# Start of Provided records

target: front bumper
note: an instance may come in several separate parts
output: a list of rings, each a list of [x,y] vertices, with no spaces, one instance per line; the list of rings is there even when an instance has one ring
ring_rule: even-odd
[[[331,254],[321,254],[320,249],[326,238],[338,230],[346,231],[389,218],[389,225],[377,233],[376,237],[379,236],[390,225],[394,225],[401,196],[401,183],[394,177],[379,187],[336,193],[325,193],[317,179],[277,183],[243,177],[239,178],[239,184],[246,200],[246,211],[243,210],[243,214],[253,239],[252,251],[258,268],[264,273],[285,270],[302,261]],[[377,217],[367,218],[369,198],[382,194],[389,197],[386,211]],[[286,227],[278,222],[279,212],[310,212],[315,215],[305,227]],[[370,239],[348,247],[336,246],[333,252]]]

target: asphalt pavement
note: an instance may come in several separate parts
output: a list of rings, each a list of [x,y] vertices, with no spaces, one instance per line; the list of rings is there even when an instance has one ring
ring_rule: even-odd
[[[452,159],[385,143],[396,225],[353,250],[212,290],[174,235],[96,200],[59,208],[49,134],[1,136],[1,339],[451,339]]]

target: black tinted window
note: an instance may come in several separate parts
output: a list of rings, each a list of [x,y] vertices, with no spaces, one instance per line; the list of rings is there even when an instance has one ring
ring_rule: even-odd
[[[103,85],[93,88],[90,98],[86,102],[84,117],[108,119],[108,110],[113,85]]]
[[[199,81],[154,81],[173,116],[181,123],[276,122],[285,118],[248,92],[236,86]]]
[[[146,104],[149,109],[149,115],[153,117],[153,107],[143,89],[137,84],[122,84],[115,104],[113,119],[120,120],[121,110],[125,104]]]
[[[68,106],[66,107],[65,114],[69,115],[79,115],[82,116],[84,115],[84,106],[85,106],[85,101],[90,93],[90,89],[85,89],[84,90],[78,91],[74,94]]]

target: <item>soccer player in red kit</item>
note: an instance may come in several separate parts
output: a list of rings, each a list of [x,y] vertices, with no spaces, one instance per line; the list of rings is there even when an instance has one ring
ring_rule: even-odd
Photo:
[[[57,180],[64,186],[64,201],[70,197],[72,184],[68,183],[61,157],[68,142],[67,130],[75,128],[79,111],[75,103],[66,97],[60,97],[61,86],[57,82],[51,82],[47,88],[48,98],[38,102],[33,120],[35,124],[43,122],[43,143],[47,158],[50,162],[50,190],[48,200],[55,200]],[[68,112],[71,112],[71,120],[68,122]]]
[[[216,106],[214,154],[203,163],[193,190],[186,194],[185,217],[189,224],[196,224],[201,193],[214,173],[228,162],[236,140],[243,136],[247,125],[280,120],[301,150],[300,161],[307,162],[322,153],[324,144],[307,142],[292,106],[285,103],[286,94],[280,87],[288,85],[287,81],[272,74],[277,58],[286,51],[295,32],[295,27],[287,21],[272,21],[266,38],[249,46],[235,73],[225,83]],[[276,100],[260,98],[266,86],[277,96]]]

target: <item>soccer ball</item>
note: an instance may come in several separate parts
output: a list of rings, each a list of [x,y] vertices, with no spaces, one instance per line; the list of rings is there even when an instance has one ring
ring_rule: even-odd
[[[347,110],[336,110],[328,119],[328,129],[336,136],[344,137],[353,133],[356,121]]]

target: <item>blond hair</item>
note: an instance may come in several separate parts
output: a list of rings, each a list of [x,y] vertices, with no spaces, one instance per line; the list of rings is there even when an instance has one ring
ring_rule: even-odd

# End of Provided records

## What the task requires
Please render the rows as a JSON list of strings, one string per line, from the line containing "target: <item>blond hair</item>" through the final row. Leave out any blank lines.

## Output for this task
[
  "target: <item>blond hair</item>",
  "note: an instance may come in several separate parts",
  "output: a list of rings, each a list of [x,y] vertices, with no spaces, one instance per line; the list of rings is there even when an instance has one ring",
  "ring_rule: even-odd"
]